Data items:
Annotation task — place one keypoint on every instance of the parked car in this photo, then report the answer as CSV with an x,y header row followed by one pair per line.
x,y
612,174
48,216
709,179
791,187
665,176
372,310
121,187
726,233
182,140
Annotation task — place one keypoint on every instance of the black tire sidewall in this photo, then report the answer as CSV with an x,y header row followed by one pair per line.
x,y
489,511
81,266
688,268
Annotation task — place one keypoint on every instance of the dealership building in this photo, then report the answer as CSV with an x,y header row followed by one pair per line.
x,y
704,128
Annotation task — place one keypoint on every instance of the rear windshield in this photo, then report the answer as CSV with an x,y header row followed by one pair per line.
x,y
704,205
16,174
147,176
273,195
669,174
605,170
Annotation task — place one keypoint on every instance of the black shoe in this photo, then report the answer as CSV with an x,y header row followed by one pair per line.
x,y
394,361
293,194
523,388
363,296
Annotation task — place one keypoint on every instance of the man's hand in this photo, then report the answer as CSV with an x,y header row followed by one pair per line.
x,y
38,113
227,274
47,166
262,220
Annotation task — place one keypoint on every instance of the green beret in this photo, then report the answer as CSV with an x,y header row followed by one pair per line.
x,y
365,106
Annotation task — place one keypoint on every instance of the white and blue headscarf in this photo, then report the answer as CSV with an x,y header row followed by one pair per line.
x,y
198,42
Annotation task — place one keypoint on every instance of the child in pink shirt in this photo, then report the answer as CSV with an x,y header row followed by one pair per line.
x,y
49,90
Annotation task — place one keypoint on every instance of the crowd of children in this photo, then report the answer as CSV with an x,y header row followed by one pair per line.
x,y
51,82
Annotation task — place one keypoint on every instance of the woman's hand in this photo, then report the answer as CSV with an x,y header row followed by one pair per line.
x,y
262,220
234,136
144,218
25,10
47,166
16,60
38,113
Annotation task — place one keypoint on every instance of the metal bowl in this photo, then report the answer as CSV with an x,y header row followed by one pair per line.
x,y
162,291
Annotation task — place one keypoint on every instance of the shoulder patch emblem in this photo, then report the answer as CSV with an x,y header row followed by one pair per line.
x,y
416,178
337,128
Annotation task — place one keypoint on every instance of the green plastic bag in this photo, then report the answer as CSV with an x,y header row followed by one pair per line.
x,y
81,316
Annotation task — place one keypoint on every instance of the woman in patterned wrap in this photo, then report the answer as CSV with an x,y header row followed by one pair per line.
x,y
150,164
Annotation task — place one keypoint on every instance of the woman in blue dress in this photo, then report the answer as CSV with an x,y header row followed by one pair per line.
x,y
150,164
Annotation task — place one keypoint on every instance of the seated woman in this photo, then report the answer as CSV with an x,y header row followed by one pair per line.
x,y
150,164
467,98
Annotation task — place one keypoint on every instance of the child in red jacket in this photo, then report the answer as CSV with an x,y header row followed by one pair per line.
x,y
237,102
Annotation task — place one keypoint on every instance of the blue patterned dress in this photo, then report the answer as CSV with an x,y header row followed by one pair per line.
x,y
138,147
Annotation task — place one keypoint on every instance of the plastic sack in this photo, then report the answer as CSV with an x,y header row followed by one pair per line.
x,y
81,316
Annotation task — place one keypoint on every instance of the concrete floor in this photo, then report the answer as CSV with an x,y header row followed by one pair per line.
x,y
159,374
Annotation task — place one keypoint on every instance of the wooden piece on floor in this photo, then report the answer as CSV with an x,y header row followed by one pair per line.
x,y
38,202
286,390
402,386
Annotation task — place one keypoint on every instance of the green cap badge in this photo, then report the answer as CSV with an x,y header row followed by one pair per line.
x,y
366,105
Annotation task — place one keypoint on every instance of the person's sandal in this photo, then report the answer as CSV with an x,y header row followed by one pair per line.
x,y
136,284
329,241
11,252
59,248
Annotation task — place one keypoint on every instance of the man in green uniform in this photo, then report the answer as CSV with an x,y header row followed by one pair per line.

# Written request
Exactly as shown above, return every record.

# Correct response
Annotation task — place one keypoint on every instance of the parked car in this photo, then report the answer as CSV with an x,y header row followed by one pair per line.
x,y
612,174
48,216
709,179
791,187
665,176
372,310
121,187
726,233
182,140
Annotation task — place one keypoint on every instance of the black tire sidewall in this photo, then report the answer as CSV with an x,y header row followed by one pair per line.
x,y
489,511
81,266
688,268
Annotation task — place one keypoint on every instance of the dealership building in this photo, then report the answer as CSV with an x,y header row followed by one pair per line.
x,y
704,128
Annotation task — place one keypoint on every instance of the rear windshield in this photo, then report the answer as CSV with an x,y header row followed by one pair per line.
x,y
704,205
16,174
147,176
273,195
669,174
605,170
Annotation task — place one keypoint on every instance of the black shoe in this photo, then report the answer as CSV with an x,y header row followed by one pair per line.
x,y
394,361
293,194
523,388
363,296
Annotation task — place one keypoint on every instance of the man's hand in this photo, then report the answer as CSV with an x,y header row followed by one pair per line.
x,y
38,113
227,274
47,166
262,220
Annotation task — place one keypoint on every instance of the green beret in this photo, then report the answer as CSV with an x,y header row followed by one pair per line.
x,y
365,106
Annotation task — place one keypoint on every instance of the white and blue headscarf in this photo, then report the answer as CSV with an x,y header row followed by one pair per line.
x,y
198,42
Annotation task — place one keypoint on every instance of the child in pink shirt in this photo, then report the answer as CSV with an x,y header row followed by one pair per line.
x,y
49,90
Annotation task — place one keypoint on every instance of the crowd of children in this photo, then report the answer as CSV with an x,y header row followed by one pair per line.
x,y
51,82
Annotation task — place one keypoint on every instance of the woman's hand in this photo, then report the answer as CSV with an x,y header row followed by one pair per line.
x,y
262,220
234,136
144,218
25,10
47,166
16,60
38,113
Annotation task — place one keypoint on every instance of the metal bowl in this photo, then report the answer as CSV with an x,y header row followed by one pair per line.
x,y
162,291
Annotation task — place one keypoint on every instance of the shoulder patch emblem in this photo, then report the answer as CSV with an x,y header row followed by one pair per line.
x,y
416,178
337,128
Annotation task — place one keypoint on every instance of the green plastic bag in this photo, then report the answer as CSV with an x,y header row followed by one pair per line.
x,y
81,316
Annotation task — place one keypoint on every instance of the woman in patterned wrap in this photo, then report the answer as CSV with an x,y header row followed by one pair per line.
x,y
150,164
Annotation task — place one keypoint on every instance of the woman in blue dress in this photo, then report the answer as CSV with an x,y header row followed by one pair per line.
x,y
150,164
Annotation task — place one keypoint on every instance of the seated woman in this photo, then report the answer as CSV with an x,y header row followed by one pair per line.
x,y
150,164
467,98
Annotation task — place one keypoint on every instance of the child in red jacket in this photo, then report the answer as CSV with an x,y header row followed by one pair per line.
x,y
237,102
Annotation task — place one keypoint on every instance of the blue patterned dress in this photo, then report the answer as CSV with an x,y header row followed by one pair per line.
x,y
138,147
Annotation task — place one keypoint on every instance of the plastic sack in this photo, then report the answer as CSV with an x,y header row followed by one pair per line.
x,y
81,316
Annotation task — place one keypoint on every instance of the concrete floor in this photo, then report the answer as CSV with an x,y header row followed by one pair per line.
x,y
159,374
Annotation task — place one keypoint on every instance of the wooden piece on floor in this photo, then report the answer as CSV with an x,y header row followed by one pair per line.
x,y
38,202
286,390
402,386
Annotation task — place one keypoint on every instance of the green cap badge in this photo, then report the answer as CSV with an x,y header row followed by one pair per line.
x,y
366,105
Annotation task — place one keypoint on every instance of the person's sandal in this photo, then report the answer as CSV with an x,y header row followed by one pair per line.
x,y
136,284
329,241
11,252
59,248
Annotation task — place one keypoint on every instance of the man in green uniform in this photo, then report the answer as CSV with an x,y header row followed by one pair per line.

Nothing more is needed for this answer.